#### [Prompt 1]
In the commentary below, rewrite the paragraph that begins "Beyond the intellectual dishonesty" more briefly, keeping its main facts.

------------------------

No doubt, Trump’s partial withdrawal from Syria was initially clumsy, and it’s extremely difficult to parse out any sort of coherent doctrine in his muddled Mideast policy. Reducing troop levels in Syria isn’t much of an accomplishment if it’s followed, as it might be, by a shift toward drumming up or executing a Saudi/Israeli-pressured war with Iran. Still, the speech, though problematic in several areas, deserved a fairer reception from the corporate media establishment.
Beyond the intellectual dishonesty of some press outlets’ displays of reflexive anti-Trumpism, there’s the salient fact that none of the president’s critics have proposed a practical, long-term alternative strategy for the U.S. military in Northeast Syria. Crocodile tears for the Kurds are naught but a cynical cudgel with which to attack the president; there was never any established plan to permanently carve out a viable Kurdish statelet in Syria, or serious weighing of the military, diplomatic and economic costs of such an endeavor.
So, since none of the mainstream networks were willing to do it, let’s review some of the sensible things Trump said in the meat of his speech, nuggets of earthy wisdom that this forever war veteran, for one, wishes Trump would follow through on:
The same people that I watched and read — giving me and the United States advice — were the people that I have been watching and reading for many years. They are the ones that got us into the Middle East mess but never had the vision or the courage to get us out. They just talk.
This is demonstrably true. The politicians (Democrat and Republican), failed retired generals, and Bush/Obama era intelligence community retreads are the very people who crafted the failed, counterproductive interventionist policies that Trump inherited. They never had answers to the tough questions regarding why their countless military missions never stabilized the region, what the endgame of these endless wars would be, or how, exactly, the U.S. would or could extricate its troops from the Greater Middle East. Why does anyone still listen to these establishment clowns?
How many Americans must die in the Middle East in the midst of these ancient sectarian and tribal conflicts?
That’s a hell of a good question, Mr. President. If the term is, indeed, “must,” then the logical and ethical answer should be zero. And that should preclude any absurd, future war with Iran—if only Trump would follow through with his still-unfulfilled campaign promises.

------------------------

#### [Prompt 2]
Collect every line of the entries below that contains the word "hair".

[Items listed in a dataset]
------------------------

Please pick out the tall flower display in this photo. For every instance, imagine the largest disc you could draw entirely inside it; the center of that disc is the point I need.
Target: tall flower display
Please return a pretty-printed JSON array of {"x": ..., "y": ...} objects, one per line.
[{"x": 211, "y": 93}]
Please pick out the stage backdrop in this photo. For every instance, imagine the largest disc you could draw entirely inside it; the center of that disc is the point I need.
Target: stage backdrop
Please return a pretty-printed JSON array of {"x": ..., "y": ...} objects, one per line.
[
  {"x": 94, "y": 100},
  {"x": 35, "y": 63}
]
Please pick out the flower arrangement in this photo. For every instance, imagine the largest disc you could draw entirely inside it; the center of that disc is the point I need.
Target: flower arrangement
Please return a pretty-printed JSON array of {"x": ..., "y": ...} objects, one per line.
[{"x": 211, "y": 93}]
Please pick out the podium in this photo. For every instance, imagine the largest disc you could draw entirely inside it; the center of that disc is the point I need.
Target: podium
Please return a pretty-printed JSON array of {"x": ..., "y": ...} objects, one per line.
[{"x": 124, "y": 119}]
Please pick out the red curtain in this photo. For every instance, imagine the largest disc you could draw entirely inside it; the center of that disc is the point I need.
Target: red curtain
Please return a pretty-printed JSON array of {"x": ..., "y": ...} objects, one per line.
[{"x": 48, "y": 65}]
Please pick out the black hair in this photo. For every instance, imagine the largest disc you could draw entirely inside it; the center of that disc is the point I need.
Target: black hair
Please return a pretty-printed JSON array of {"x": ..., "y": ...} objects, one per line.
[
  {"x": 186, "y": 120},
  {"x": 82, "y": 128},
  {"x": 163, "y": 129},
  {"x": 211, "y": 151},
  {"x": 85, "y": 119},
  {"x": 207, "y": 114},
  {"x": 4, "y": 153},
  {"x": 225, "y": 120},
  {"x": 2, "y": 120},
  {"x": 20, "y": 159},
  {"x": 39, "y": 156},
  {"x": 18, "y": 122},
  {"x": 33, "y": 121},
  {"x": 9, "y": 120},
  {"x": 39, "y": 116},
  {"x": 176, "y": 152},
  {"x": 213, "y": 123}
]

------------------------

#### [Full output 1]
Apart from the intellectual dishonesty of some press outlets' reflexive anti-Trumpism, none of the president's critics has offered a practical, long-term alternative strategy for the U.S. military in Northeast Syria. Their tears for the Kurds are only a cynical weapon against the president. There was never a plan to create a lasting, viable Kurdish statelet in Syria, and no serious weighing of the military, diplomatic and economic costs of such an effort.

#### [Full output 2]
Please pick out the black hair in this photo. For every instance, imagine the largest disc you could draw entirely inside it; the center of that disc is the point I need.
Target: black hair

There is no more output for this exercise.